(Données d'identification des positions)
+-------+
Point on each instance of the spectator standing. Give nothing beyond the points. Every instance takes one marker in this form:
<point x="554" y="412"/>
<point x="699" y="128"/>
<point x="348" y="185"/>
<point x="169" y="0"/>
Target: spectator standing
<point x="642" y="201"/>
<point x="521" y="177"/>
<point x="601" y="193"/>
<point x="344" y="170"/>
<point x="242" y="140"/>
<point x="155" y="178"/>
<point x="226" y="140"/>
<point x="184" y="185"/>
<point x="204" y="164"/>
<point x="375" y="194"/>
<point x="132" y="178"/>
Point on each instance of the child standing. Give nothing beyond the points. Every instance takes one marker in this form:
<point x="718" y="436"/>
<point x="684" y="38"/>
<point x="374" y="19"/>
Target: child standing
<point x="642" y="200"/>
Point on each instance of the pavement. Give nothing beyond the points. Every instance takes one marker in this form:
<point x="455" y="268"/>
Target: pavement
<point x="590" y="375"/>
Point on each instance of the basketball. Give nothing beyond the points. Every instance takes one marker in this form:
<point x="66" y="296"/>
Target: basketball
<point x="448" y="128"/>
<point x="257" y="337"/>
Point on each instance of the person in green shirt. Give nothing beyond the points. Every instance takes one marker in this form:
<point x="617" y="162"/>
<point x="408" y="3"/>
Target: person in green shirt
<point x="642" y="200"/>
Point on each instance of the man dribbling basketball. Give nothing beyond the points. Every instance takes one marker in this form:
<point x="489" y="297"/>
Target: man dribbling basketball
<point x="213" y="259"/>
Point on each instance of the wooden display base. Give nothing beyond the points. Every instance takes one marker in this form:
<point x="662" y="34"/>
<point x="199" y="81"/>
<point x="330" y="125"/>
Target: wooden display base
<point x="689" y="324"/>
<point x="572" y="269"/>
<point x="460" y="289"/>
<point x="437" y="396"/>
+-------+
== Consigne ==
Recopiez à l'identique l'intégralité des données ci-dessus, ligne par ligne, sans rien modifier.

== Résultat ==
Point on each instance of the spectator standing. Give nothing beyond the points. Every instance takes one marker in this form:
<point x="554" y="412"/>
<point x="699" y="128"/>
<point x="348" y="185"/>
<point x="169" y="0"/>
Target: spectator standing
<point x="642" y="201"/>
<point x="521" y="177"/>
<point x="601" y="193"/>
<point x="344" y="170"/>
<point x="242" y="140"/>
<point x="155" y="178"/>
<point x="226" y="140"/>
<point x="184" y="185"/>
<point x="204" y="164"/>
<point x="375" y="194"/>
<point x="132" y="178"/>
Point on each instance of the child standing. Give nothing beyond the points. Every instance takes one marker in this form:
<point x="718" y="436"/>
<point x="684" y="38"/>
<point x="374" y="19"/>
Target: child standing
<point x="642" y="200"/>
Point on each instance of the pavement. Give nothing beyond the points. Every instance takes one marker in this form:
<point x="455" y="268"/>
Target: pavement
<point x="590" y="375"/>
Point on each instance of the basketball. Give nothing beyond the points. Every instance takes one marker in this form:
<point x="66" y="296"/>
Target: basketball
<point x="448" y="128"/>
<point x="257" y="337"/>
Point on each instance of the person in green shirt. Give nothing beyond the points. Every instance takes one marker in this form:
<point x="617" y="162"/>
<point x="408" y="3"/>
Target: person in green shirt
<point x="642" y="200"/>
Point on each instance of the man dribbling basketball. Give nothing beyond the points. Every instance takes one marker in this form:
<point x="489" y="297"/>
Target: man dribbling basketball
<point x="213" y="259"/>
Point on each instance of the wooden display base. Give nothing beyond the points. Every instance takes one marker in this form:
<point x="662" y="34"/>
<point x="199" y="81"/>
<point x="330" y="125"/>
Target: wooden display base
<point x="689" y="324"/>
<point x="572" y="269"/>
<point x="460" y="289"/>
<point x="437" y="396"/>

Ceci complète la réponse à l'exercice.